▸ Requirement
Repeat, exactly and alone, every line from the line that contains "Check that each instance of the person's right" to the end of the entries.

▸ Data for processing
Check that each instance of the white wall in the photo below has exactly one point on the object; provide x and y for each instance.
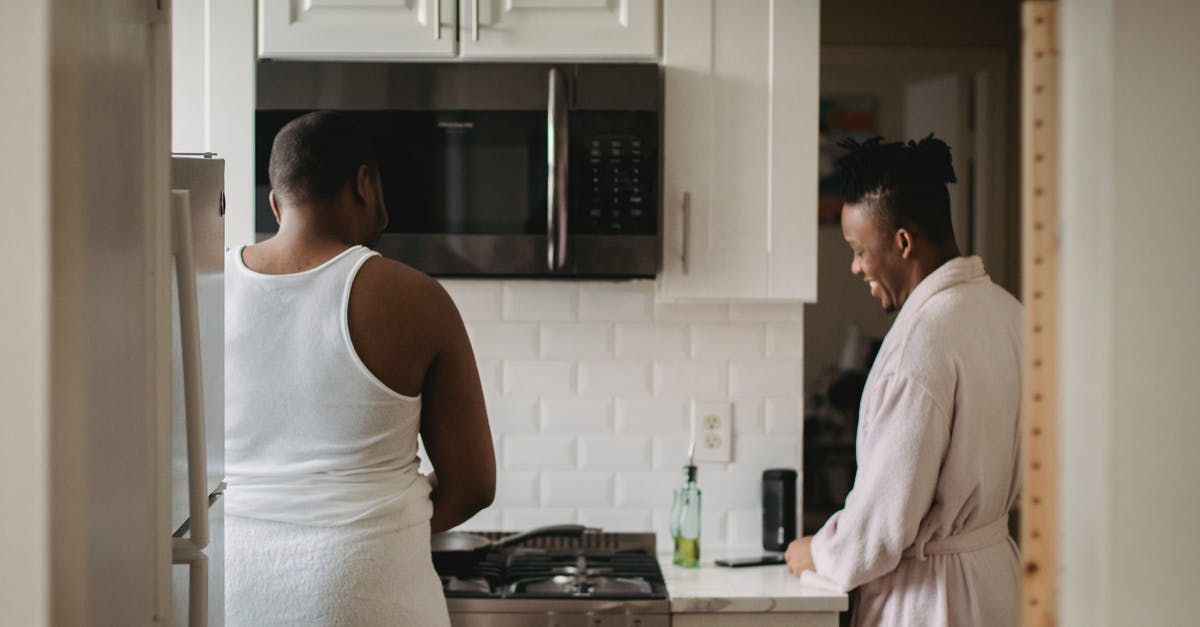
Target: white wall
(588, 390)
(1131, 314)
(24, 314)
(213, 97)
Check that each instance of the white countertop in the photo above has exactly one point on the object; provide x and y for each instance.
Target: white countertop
(709, 587)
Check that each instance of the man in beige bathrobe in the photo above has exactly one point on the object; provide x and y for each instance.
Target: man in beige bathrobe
(924, 535)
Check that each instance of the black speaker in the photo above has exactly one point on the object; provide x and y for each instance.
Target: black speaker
(778, 508)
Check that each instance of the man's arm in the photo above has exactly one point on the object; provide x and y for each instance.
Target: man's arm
(454, 423)
(409, 334)
(900, 458)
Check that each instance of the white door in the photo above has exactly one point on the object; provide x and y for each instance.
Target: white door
(355, 29)
(941, 106)
(567, 29)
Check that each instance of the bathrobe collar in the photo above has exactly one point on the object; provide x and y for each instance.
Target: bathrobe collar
(954, 272)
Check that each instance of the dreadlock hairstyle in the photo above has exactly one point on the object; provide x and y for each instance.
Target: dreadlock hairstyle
(901, 184)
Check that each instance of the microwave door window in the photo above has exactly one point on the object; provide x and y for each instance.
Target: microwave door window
(467, 173)
(443, 172)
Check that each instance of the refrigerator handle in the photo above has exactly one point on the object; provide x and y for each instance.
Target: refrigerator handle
(189, 550)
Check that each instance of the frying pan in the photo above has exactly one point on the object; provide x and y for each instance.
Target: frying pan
(456, 551)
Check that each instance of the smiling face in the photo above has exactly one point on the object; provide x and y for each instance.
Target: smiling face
(882, 257)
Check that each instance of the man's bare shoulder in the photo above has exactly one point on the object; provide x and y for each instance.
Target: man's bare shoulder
(395, 286)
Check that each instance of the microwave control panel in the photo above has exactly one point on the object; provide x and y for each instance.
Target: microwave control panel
(615, 183)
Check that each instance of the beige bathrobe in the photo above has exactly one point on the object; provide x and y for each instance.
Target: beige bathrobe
(924, 532)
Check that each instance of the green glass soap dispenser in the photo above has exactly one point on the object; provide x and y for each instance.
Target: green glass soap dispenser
(685, 517)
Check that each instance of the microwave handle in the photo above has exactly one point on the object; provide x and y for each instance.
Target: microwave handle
(684, 231)
(556, 180)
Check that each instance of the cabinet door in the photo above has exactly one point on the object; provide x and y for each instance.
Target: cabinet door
(355, 29)
(739, 149)
(567, 29)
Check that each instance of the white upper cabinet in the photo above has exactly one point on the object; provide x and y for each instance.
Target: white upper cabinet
(739, 149)
(462, 29)
(529, 29)
(355, 29)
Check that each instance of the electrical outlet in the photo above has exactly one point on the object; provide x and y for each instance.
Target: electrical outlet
(712, 428)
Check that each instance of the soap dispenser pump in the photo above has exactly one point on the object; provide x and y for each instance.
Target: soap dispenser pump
(685, 517)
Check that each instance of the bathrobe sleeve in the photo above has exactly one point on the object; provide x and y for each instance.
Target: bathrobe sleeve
(901, 447)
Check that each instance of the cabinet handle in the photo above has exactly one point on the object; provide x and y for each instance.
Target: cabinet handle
(437, 19)
(556, 175)
(474, 21)
(684, 231)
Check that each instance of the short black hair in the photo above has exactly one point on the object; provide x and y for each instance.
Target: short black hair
(315, 155)
(904, 183)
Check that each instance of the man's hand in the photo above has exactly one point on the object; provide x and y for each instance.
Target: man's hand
(799, 555)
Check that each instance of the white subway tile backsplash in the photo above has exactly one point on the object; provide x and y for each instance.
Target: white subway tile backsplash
(785, 340)
(576, 416)
(766, 378)
(616, 453)
(731, 489)
(671, 453)
(504, 340)
(654, 416)
(657, 340)
(520, 519)
(615, 378)
(647, 489)
(513, 416)
(767, 311)
(727, 341)
(477, 300)
(540, 452)
(491, 376)
(576, 340)
(707, 380)
(745, 527)
(756, 453)
(517, 488)
(589, 388)
(540, 300)
(629, 520)
(748, 417)
(785, 416)
(712, 529)
(663, 530)
(545, 378)
(576, 489)
(691, 311)
(617, 302)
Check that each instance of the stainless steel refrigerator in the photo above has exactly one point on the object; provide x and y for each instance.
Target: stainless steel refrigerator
(198, 390)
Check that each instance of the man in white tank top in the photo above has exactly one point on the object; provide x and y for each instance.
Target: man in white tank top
(336, 358)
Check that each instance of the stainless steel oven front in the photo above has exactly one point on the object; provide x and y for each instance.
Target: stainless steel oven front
(504, 169)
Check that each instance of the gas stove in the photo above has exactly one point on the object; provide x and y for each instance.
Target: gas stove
(593, 580)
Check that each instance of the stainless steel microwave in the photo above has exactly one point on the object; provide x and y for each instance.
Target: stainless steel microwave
(495, 169)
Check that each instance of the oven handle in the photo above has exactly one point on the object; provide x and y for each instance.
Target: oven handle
(437, 19)
(556, 178)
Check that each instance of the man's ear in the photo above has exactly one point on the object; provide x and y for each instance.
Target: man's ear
(904, 243)
(364, 187)
(275, 205)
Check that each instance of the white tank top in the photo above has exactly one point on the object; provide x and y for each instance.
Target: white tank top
(312, 436)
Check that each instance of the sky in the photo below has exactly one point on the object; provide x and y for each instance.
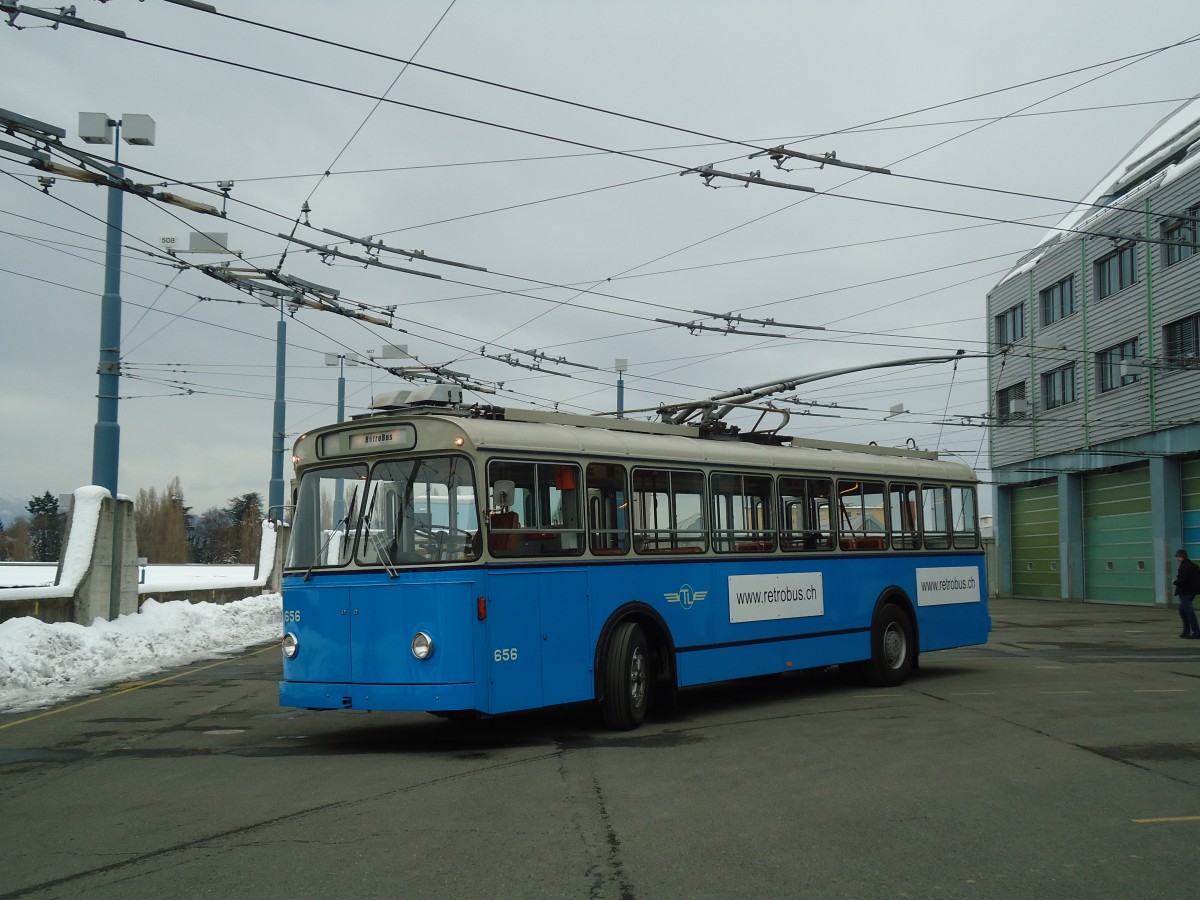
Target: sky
(46, 664)
(550, 144)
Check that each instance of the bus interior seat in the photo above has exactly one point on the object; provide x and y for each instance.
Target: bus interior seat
(503, 543)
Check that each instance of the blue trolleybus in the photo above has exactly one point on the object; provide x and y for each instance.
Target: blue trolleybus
(478, 561)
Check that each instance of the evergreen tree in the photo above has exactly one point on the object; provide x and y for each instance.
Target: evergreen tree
(45, 527)
(19, 547)
(247, 513)
(214, 538)
(161, 522)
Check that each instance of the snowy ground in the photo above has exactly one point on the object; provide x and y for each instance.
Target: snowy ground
(42, 665)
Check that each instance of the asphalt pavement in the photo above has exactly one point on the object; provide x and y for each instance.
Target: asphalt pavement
(1057, 761)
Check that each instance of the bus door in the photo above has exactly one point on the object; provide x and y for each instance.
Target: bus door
(539, 651)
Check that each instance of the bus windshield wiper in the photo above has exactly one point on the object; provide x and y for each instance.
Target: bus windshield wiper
(381, 549)
(343, 525)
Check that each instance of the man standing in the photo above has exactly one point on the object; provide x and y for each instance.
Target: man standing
(1187, 586)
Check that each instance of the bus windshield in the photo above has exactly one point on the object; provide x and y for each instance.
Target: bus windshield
(419, 510)
(328, 509)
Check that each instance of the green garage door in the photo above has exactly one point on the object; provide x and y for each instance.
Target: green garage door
(1036, 540)
(1119, 562)
(1191, 472)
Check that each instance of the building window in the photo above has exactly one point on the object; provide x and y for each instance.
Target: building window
(1109, 371)
(1182, 233)
(1011, 325)
(1181, 340)
(1011, 402)
(1116, 271)
(1059, 300)
(1059, 387)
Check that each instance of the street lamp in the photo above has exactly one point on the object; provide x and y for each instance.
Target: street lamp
(99, 129)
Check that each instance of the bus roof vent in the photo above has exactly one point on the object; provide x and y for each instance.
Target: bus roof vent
(442, 395)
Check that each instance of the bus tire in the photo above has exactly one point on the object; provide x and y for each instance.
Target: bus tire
(627, 677)
(893, 648)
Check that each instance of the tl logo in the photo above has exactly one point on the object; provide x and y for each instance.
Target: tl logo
(685, 597)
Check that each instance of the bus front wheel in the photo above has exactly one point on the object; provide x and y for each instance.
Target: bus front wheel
(893, 648)
(627, 677)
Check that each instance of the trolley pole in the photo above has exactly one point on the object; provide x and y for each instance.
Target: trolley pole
(621, 365)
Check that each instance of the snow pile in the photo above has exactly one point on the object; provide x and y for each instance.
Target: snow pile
(42, 664)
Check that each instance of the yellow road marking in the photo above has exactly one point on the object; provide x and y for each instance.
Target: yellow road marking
(1165, 820)
(133, 687)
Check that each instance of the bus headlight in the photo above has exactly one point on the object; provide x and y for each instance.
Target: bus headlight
(423, 646)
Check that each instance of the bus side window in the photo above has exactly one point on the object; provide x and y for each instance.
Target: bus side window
(861, 515)
(965, 521)
(607, 509)
(903, 516)
(741, 514)
(935, 516)
(544, 517)
(669, 511)
(804, 514)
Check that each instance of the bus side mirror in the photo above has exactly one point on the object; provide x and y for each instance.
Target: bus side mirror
(503, 493)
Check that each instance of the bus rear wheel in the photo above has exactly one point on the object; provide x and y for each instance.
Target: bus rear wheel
(627, 677)
(893, 648)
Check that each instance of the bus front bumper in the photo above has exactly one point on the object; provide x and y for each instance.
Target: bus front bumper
(414, 697)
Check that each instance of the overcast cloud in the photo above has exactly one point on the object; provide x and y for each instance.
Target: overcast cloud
(583, 249)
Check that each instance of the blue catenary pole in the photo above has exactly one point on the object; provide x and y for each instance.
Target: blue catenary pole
(107, 436)
(275, 497)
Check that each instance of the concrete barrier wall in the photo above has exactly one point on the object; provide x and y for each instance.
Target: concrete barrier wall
(97, 577)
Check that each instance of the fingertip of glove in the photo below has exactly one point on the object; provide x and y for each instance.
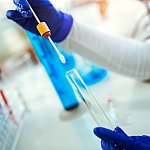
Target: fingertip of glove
(9, 14)
(98, 131)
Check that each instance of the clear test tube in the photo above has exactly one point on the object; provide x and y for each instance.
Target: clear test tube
(84, 94)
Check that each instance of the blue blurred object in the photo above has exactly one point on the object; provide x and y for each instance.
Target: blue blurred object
(89, 72)
(55, 70)
(119, 140)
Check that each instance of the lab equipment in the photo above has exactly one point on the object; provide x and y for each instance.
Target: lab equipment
(46, 33)
(55, 70)
(119, 140)
(85, 95)
(60, 23)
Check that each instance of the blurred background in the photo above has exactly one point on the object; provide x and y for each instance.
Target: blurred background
(36, 101)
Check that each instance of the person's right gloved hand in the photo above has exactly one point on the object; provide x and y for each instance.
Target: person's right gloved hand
(59, 23)
(119, 140)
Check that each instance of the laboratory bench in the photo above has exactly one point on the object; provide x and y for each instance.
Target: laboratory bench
(47, 126)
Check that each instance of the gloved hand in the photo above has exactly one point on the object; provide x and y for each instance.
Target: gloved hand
(59, 23)
(119, 140)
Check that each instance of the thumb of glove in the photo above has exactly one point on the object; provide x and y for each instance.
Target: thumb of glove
(14, 15)
(120, 141)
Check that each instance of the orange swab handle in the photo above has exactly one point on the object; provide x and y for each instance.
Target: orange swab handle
(44, 29)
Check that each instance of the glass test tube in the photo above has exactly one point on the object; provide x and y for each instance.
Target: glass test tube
(84, 94)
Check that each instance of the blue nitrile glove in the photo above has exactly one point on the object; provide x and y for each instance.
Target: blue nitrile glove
(119, 140)
(59, 23)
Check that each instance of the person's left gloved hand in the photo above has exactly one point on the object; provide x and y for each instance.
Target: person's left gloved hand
(59, 23)
(119, 140)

▸ Task result
Check that each instance of the person's right gloved hand in the photo above has exactly one point on the object; provide x and y for each instance.
Target: person's right gloved hand
(59, 23)
(119, 140)
Check that each instance of the laboratory bench in the photo above has exactly one point on the object; provide x and y for each instance.
Target: laboratory bench
(47, 126)
Check that each instance of the gloved hand in the photo above has exactly one point on the object; provide x and y for each instance.
Target: gloved hand
(59, 23)
(119, 140)
Check that each instance of the thumb of glove in the photo above has exactly one point on the object; provide x and y for each instance.
Target: thumb of glove
(14, 15)
(120, 141)
Check that each instance of the orange swab handle in the photo above has exactly one point on the object; provide x and y for each instance.
Target: orange swab handle
(44, 29)
Check that each instance of the glass test tube in the photo above has exactly one point on the object; provide x and y for each instance.
Target: glass test tube
(84, 94)
Check that each instance of the blue nitrile glove in the photo above has exactly one point on the object; provide x and y for each instance.
Target: blue nitrile glove
(119, 140)
(59, 23)
Check that each instance of the person's left gloved hand in the photo above has exactly one point on the object; provide x and y for each instance.
Target: person's left gloved hand
(59, 23)
(119, 140)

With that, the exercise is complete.